> Problem: What is needed is an exact copy of the records below, without the pictures.

(Saved entries)
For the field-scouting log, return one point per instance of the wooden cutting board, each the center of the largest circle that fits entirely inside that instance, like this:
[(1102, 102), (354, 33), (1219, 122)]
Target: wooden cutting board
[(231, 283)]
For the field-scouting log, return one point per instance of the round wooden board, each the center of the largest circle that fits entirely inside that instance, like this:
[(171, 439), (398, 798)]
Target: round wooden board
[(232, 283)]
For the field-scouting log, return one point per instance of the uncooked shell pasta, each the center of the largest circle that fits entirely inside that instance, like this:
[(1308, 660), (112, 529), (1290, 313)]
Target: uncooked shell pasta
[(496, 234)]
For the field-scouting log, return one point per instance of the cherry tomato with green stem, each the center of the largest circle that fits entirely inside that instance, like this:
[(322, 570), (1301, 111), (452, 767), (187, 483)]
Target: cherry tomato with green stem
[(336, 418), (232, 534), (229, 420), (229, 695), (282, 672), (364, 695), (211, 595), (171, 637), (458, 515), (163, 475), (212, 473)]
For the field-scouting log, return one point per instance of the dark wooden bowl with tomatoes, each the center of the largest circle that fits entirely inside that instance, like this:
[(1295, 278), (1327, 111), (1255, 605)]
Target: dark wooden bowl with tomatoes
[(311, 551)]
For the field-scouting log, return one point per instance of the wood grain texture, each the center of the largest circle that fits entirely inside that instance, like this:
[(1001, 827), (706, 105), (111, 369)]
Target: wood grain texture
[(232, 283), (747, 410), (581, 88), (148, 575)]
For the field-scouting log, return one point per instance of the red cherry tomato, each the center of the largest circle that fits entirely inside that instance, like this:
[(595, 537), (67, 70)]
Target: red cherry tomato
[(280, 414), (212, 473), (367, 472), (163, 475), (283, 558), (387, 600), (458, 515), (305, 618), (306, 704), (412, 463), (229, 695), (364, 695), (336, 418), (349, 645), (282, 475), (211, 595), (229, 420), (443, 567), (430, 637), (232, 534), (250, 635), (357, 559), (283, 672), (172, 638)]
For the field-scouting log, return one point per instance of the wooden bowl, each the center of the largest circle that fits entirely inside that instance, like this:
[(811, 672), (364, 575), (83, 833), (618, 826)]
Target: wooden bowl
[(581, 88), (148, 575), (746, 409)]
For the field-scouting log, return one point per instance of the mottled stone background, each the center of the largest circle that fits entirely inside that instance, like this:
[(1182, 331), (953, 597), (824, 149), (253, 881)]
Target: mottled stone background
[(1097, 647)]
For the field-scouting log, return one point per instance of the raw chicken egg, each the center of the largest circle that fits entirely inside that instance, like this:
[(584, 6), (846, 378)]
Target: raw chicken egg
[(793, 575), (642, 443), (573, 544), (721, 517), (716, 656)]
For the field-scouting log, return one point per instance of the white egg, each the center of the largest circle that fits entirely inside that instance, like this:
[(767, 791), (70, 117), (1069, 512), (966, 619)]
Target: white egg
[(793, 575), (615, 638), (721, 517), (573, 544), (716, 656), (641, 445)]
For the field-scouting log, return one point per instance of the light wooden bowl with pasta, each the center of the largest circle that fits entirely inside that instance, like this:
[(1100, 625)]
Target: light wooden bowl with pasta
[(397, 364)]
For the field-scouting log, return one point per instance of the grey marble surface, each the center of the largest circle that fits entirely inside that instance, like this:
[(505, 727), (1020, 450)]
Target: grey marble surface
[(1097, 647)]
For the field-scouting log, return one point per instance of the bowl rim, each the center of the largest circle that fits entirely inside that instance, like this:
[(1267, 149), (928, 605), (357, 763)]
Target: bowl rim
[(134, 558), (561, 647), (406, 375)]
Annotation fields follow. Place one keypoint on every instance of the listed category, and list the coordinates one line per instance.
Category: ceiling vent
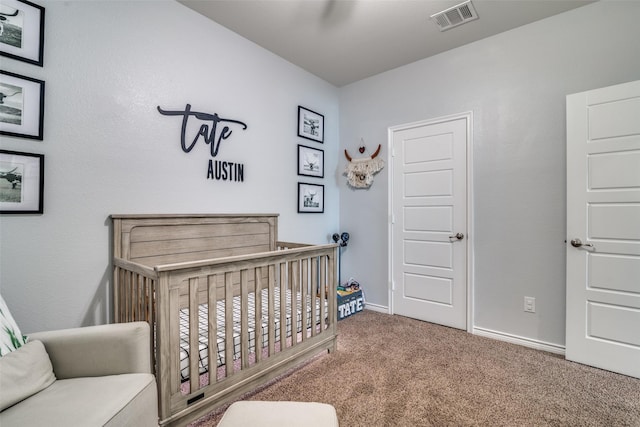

> Response to this exercise:
For the field-scouting log, return one point per instance of the wooden cutting board, each the center of the largest circle that fits entirely inside that instance, like this:
[(1102, 102), (354, 33), (1219, 122)]
Target: wooden cutting board
[(231, 283)]
For the field-scouting log, return one point per instance of the round wooden board, each the center of the largest circle that fits entirely inside that instance, like this:
[(171, 439), (398, 798)]
Target: round wooden board
[(232, 283)]
For the field-scouting log, return one point per instance of the uncooked shell pasta, each the center of the largest circle that fits entirely inside that instance, like this:
[(1308, 660), (112, 529), (1290, 313)]
Target: uncooked shell pasta
[(496, 234)]
For the field-scouting log, return one point per instance of the cherry tomato with green stem, each the center of the largest circle that fits entirely inside that instance, like this:
[(322, 570), (1301, 111), (452, 767), (187, 483)]
Target: cherry tomato with green stem
[(336, 418), (232, 534), (229, 420), (229, 695), (282, 672), (364, 695), (211, 595), (171, 637), (458, 515), (163, 475), (212, 473)]
For the field-scouting log, return one point per instance of the dark wooden bowl with tomatoes, each the center of the largest circle that fits entirely inside that instance, like this:
[(1295, 278), (1327, 111), (1255, 605)]
Target: dark wooden bowl with tomatoes
[(311, 551)]
For the field-scouting log, return one point per instance of the wood grain texture, each the center of the largest circle that fits entirely inside that instance, like this:
[(1001, 827), (706, 105), (111, 369)]
Target: wood grain texture
[(232, 283), (747, 410), (581, 88), (148, 575)]
For the field-scouting log, return one point per instance of the red cherry tomato, each the center of the largest circle that fits entirely inside that instance, like this:
[(595, 537), (67, 70)]
Target: red cherry tomato
[(280, 414), (212, 473), (367, 472), (163, 475), (283, 558), (387, 600), (458, 515), (305, 618), (306, 704), (412, 463), (229, 695), (364, 695), (336, 418), (349, 645), (282, 475), (211, 595), (229, 420), (443, 567), (430, 637), (232, 534), (250, 635), (357, 559), (283, 672), (172, 638)]
For the field-scouting log, return one point per instance of the wooden bowl, each the center of the largest circle that fits entirely inside that instance, like this:
[(811, 672), (364, 575), (83, 833), (618, 826)]
Target: wooden bowl
[(581, 88), (148, 575), (746, 409)]
For the field-scouting log, return one point per instance of the mottled stone background, each the center of the largest circle that fits entirely inside that instance, like this:
[(1182, 331), (953, 597), (824, 149), (253, 881)]
Target: mottled stone background
[(1097, 647)]
For the field-scouting log, return one point per instance of the raw chicken egg, each the center of the largest circle that fits entirely inside that instance, like this:
[(584, 6), (846, 378)]
Target: raw chicken egg
[(793, 575), (642, 443), (573, 544), (721, 517), (716, 656)]
For the field-scouting log, return one point per instance of the white egg, each the center of the largest circle that fits entirely inside that instance, like this:
[(767, 791), (70, 117), (1069, 512), (966, 619)]
Target: white egg
[(793, 575), (615, 638), (721, 517), (573, 544), (716, 656), (641, 445)]
For the field-scouting log, return one point per instance of the light wooden bowl with pasta, each the center of the largest circle that fits entirely inside that instance, like this:
[(1100, 625)]
Target: light wooden bowl with pasta
[(397, 364)]
For the field-scouting log, return one point per instance of the grey marble surface, each the center of the largest circle that fits entirely inside that instance, like this:
[(505, 727), (1020, 450)]
Target: grey marble surface
[(1097, 647)]
For the field-scouting log, return one point per instance of the bowl rim, each the center of the largest circle that fits entirely inside that instance, like this:
[(1267, 149), (928, 605), (357, 763)]
Target: bowl rim
[(134, 558), (561, 647), (406, 375)]
Annotation fields follow. Place one keypoint on every instance of the listed category, and list the coordinates one line per instance.
Category: ceiling vent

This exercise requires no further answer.